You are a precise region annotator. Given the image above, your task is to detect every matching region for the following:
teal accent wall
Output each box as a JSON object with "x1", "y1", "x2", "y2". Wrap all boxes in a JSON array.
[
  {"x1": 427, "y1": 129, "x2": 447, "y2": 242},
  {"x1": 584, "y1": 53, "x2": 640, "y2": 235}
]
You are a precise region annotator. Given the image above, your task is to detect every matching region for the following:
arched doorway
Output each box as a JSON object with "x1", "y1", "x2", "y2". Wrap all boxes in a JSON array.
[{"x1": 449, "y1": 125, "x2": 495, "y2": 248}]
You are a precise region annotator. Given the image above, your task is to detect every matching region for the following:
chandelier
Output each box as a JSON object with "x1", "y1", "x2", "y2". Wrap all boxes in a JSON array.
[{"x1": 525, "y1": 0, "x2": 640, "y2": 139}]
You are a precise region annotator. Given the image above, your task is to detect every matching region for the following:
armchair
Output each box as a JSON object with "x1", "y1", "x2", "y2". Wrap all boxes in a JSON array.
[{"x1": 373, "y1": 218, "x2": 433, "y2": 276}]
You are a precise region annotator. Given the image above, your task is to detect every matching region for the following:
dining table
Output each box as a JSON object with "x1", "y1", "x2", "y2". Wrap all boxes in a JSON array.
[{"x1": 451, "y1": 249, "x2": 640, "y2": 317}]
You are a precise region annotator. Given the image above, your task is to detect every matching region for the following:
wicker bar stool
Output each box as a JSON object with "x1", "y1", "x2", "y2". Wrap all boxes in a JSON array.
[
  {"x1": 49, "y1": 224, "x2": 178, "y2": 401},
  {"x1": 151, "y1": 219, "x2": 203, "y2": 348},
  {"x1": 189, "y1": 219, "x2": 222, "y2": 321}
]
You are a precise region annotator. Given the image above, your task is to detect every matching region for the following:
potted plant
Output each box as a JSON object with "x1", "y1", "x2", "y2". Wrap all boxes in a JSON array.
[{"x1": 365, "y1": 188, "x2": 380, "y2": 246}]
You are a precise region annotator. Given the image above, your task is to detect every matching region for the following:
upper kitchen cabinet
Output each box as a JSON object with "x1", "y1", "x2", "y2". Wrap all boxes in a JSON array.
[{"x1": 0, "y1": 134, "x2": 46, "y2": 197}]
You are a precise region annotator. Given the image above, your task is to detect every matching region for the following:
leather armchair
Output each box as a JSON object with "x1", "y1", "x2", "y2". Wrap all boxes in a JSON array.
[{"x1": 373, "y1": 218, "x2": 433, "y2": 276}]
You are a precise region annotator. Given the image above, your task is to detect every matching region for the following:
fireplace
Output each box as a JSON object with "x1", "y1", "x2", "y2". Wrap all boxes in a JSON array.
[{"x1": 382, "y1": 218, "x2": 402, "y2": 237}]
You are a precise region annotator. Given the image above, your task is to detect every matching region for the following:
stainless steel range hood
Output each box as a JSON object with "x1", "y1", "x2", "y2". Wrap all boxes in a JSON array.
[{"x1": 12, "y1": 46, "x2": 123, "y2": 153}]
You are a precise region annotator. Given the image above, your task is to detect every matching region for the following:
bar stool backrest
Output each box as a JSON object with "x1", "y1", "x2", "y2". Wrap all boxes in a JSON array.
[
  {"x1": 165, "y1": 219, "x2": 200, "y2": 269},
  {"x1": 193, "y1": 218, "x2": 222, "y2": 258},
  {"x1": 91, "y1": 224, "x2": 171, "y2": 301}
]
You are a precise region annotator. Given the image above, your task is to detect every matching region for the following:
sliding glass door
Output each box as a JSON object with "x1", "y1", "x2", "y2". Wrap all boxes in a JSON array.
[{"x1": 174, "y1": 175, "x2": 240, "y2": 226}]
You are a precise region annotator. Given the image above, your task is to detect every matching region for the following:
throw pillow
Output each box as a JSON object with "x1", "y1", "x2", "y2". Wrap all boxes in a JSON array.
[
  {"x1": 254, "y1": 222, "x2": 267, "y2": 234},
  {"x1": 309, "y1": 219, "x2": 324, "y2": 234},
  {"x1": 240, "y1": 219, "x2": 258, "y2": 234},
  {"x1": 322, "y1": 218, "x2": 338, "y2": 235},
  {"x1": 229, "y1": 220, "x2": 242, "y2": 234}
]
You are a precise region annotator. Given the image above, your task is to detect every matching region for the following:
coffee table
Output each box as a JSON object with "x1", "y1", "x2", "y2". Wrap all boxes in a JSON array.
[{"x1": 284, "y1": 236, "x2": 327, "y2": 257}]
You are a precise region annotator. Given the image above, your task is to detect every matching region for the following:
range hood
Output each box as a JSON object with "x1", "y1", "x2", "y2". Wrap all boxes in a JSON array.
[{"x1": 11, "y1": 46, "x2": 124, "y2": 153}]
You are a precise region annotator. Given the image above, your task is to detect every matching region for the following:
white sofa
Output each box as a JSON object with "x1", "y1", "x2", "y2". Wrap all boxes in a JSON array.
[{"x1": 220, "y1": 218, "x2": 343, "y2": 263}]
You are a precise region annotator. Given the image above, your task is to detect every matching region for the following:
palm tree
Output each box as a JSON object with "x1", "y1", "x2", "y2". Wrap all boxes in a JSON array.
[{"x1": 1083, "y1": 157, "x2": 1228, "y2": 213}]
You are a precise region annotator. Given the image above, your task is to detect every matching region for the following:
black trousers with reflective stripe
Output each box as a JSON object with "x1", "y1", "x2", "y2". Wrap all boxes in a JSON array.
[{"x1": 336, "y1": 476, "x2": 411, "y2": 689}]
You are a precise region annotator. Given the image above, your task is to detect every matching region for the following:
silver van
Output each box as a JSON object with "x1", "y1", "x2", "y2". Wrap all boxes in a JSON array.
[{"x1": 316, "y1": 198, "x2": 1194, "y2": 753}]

Your goal – Show every line from the rows above that contains the string "stool".

Reply –
wicker bar stool
bar stool backrest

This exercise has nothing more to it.